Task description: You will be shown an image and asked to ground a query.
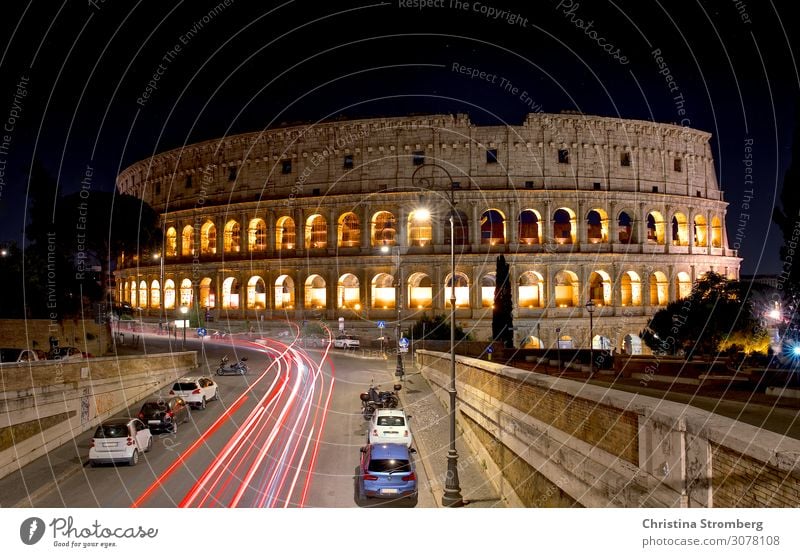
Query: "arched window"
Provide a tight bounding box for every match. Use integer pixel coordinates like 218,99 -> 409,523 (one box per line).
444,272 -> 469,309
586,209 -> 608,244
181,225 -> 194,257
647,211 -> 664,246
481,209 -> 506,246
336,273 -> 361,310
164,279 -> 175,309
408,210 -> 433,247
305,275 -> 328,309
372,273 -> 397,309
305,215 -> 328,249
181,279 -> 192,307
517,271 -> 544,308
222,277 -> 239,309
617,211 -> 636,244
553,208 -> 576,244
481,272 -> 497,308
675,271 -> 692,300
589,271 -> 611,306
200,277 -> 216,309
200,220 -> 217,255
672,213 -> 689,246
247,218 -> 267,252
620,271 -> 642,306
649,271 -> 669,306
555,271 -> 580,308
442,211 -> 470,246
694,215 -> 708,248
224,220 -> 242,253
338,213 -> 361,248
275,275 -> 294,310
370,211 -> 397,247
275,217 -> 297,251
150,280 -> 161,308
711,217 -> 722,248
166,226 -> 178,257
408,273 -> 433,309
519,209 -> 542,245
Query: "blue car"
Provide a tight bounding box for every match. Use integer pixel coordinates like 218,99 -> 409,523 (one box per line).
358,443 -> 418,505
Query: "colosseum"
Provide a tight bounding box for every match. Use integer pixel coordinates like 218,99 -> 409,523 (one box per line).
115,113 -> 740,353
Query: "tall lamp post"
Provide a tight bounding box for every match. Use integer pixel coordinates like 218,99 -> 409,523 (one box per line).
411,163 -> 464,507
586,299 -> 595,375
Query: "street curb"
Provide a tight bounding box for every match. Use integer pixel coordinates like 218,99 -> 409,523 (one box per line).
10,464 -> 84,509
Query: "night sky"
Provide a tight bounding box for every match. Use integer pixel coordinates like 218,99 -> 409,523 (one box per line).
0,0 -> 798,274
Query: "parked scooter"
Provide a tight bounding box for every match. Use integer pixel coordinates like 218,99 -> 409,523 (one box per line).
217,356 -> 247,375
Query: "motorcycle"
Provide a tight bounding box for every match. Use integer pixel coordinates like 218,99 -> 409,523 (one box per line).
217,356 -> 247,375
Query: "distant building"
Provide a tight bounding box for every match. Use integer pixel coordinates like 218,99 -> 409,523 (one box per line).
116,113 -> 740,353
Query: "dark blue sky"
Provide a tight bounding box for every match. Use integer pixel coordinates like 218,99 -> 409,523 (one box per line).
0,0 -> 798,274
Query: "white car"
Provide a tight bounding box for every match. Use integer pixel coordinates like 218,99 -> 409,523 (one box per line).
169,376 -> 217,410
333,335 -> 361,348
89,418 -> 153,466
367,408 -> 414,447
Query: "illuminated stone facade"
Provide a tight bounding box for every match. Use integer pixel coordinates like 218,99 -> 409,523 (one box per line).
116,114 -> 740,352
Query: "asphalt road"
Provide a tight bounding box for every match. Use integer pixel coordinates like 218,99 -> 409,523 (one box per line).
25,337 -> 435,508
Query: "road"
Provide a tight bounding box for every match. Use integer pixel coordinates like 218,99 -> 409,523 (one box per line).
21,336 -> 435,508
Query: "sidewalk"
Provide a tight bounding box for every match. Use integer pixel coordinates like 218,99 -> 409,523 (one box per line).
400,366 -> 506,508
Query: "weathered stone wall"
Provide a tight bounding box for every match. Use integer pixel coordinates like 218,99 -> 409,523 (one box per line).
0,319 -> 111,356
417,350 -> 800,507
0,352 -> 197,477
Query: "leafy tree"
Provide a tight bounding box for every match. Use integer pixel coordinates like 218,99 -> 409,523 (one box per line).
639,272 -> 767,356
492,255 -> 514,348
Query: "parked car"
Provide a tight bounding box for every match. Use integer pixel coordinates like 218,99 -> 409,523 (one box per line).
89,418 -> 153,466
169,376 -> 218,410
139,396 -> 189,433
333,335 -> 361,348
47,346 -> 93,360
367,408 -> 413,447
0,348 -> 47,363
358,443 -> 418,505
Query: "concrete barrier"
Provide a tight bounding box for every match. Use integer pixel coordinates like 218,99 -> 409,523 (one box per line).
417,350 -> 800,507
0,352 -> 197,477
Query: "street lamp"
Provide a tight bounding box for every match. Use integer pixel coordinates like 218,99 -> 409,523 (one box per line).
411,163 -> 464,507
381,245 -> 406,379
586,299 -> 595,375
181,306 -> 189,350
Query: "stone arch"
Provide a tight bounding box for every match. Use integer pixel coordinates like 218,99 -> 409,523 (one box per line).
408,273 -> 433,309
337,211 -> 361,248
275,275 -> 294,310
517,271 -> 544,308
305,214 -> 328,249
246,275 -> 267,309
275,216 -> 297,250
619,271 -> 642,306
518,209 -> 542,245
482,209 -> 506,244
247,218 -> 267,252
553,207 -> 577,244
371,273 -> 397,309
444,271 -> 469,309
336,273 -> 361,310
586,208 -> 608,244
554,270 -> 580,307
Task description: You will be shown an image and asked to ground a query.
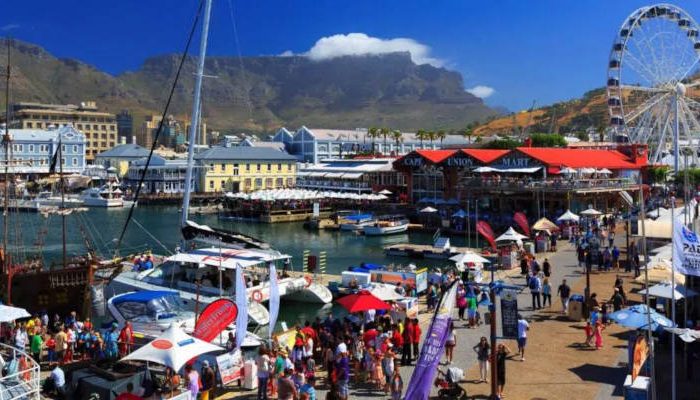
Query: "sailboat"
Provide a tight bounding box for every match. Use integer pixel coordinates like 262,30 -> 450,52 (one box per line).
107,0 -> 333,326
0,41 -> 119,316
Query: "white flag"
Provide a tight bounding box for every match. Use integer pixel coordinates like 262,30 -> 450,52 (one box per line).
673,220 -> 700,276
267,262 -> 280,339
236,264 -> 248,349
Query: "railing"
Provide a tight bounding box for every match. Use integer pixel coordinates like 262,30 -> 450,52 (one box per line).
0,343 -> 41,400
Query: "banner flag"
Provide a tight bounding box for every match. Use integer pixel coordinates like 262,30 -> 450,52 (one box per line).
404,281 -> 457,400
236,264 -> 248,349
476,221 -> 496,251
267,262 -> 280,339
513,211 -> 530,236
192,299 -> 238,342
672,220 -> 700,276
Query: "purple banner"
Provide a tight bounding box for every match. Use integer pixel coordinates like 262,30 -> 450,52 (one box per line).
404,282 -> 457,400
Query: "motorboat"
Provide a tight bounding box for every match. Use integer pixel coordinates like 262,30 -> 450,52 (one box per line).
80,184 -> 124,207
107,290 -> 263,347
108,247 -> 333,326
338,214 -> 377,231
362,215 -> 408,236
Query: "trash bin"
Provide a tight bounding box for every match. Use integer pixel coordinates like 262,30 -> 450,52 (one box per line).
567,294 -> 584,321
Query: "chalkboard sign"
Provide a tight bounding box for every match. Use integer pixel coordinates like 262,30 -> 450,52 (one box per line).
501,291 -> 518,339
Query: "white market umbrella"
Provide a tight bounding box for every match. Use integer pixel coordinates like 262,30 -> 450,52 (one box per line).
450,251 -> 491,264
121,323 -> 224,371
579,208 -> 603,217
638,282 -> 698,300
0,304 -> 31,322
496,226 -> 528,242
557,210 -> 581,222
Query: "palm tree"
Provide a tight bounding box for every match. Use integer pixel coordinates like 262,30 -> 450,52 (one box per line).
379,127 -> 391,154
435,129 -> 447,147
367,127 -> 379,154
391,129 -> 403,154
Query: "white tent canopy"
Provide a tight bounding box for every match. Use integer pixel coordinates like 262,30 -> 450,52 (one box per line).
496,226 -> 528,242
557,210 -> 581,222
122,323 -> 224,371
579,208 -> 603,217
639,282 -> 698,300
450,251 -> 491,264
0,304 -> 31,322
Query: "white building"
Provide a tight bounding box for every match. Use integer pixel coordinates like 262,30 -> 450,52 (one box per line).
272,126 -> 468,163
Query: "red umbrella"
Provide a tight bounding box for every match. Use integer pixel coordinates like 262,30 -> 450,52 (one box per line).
* * *
**TASK OBJECTIVE**
Express everything from the start of the rows above down to the line containing "200,220 -> 217,255", inclusive, as a JSON list of strings, one string per line, with blank lines and pictures left out.

**SOLUTION TO THE EXERCISE**
[
  "Task description: You will be shown an image and asked to ground a query.",
  "Query: \"arched window\"",
  "Provide a tight bounding box for every match. Use integer pixel coordinates like 218,99 -> 409,523 (one box per line).",
  "444,272 -> 469,309",
  "586,209 -> 608,244",
  "181,225 -> 194,257",
  "647,211 -> 664,246",
  "481,209 -> 506,246",
  "336,273 -> 361,310",
  "164,279 -> 175,309",
  "408,210 -> 433,247",
  "305,275 -> 328,309",
  "372,273 -> 397,309",
  "305,215 -> 328,249",
  "181,279 -> 192,307",
  "517,271 -> 544,308",
  "222,277 -> 239,309",
  "617,211 -> 636,244",
  "553,208 -> 576,244",
  "481,272 -> 497,308",
  "675,271 -> 692,300",
  "589,271 -> 611,306",
  "200,277 -> 216,309",
  "200,220 -> 217,255"
]